Text segment:
****************
Sync fails due to "Forbidden: pod updates may not change fields other than `spec.containers[*].image`, `spec.initContainers[*].image`, `spec.activeDeadlineSeconds` or `spec.tolerations` (only additions to existing tolerations)"

  • Is this your first time deploying Airbyte?: No
  • OS Version / Instance: AWS Linux
  • Memory / Disk: 2 M6 2XLarge
  • Deployment: Kubernetes
  • Airbyte Version: 0.40.4
  • Source name/version: Salesforce
  • Destination name/version: 1.0.15
  • Step: Start a sync for a newly connected large salesforce account.
  • Description: The sync was moving along for the last 12 hours and managed to sync almost 40gbs of data. However, all of a sudden it fails due to “Failed to create pod orchestrator-repl-job-138756-attempt-0, pre-existing pod exists which didn’t advance out of the NOT_STARTED”. I’ve attached the logs below for troubleshooting.
2022-10-20 03:08:52 e[32mINFOe[m i.a.w.t.TemporalAttemptExecution(lambda$getWorkerThread$2):162 - Completing future exceptionally...
java.lang.RuntimeException: io.airbyte.workers.exception.WorkerException: Running the launcher replication-orchestrator failed
	at io.airbyte.workers.temporal.TemporalUtils.withBackgroundHeartbeat(TemporalUtils.java:341) ~[io.airbyte-airbyte-workers-0.40.4.jar:?]
	at io.airbyte.workers.temporal.sync.LauncherWorker.run(LauncherWorker.java:91) ~[io.airbyte-airbyte-workers-0.40.4.jar:?]
	at io.airbyte.workers.temporal.TemporalAttemptExecution.lambda$getWorkerThread$2(TemporalAttemptExecution.java:159) ~[io.airbyte-airbyte-workers-0.40.4.jar:?]
	at java.lang.Thread.run(Thread.java:1589) [?:?]
Caused by: io.airbyte.workers.exception.WorkerException: Running the launcher replication-orchestrator failed
	at io.airbyte.workers.temporal.sync.LauncherWorker.lambda$run$3(LauncherWorker.java:184) ~[io.airbyte-airbyte-workers-0.40.4.jar:?]
	at io.airbyte.workers.temporal.TemporalUtils.withBackgroundHeartbeat(TemporalUtils.java:336) ~[io.airbyte-airbyte-workers-0.40.4.jar:?]
	... 3 more
Caused by: io.airbyte.workers.exception.WorkerException: Failed to create pod orchestrator-repl-job-138756-attempt-0, pre-existing pod exists which didn't advance out of the NOT_STARTED state.
****************
Listed records:

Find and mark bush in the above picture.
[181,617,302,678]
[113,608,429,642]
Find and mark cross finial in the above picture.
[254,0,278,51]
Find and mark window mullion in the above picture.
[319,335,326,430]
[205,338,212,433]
****************
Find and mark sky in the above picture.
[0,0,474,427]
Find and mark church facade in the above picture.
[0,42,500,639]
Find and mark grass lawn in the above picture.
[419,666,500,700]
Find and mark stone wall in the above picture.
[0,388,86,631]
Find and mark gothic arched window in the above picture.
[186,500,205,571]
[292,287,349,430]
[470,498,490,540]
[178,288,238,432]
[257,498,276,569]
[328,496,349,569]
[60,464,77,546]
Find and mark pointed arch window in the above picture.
****************
Problems and tasks:
A. In the Airbyte sync error report, roughly how much had synced before the sudden failure?
B. Pick up the Airbyte sync error report right after its last line and keep it going.

Answers per task:
A. Almost 40 GB, over the previous 12 hours.

B.
	at io.airbyte.workers.temporal.sync.LauncherWorker.lambda$run$3(LauncherWorker.java:155) ~[io.airbyte-airbyte-workers-0.40.4.jar:?]
	at io.airbyte.workers.temporal.TemporalUtils.withBackgroundHeartbeat(TemporalUtils.java:336) ~[io.airbyte-airbyte-workers-0.40.4.jar:?]
	... 3 more
Caused by: io.fabric8.kubernetes.client.KubernetesClientException: Failure executing: PUT at: https://172.20.0.1/api/v1/namespaces/default/pods/orchestrator-repl-job-138756-attempt-0. Message: Pod "orchestrator-repl-job-138756-attempt-0" is invalid: spec: Forbidden: pod updates may not change fields other than `spec.containers[*].image`, `spec.initContainers[*].image`, `spec.activeDeadlineSeconds` or `spec.tolerations` (only additions to existing tolerations)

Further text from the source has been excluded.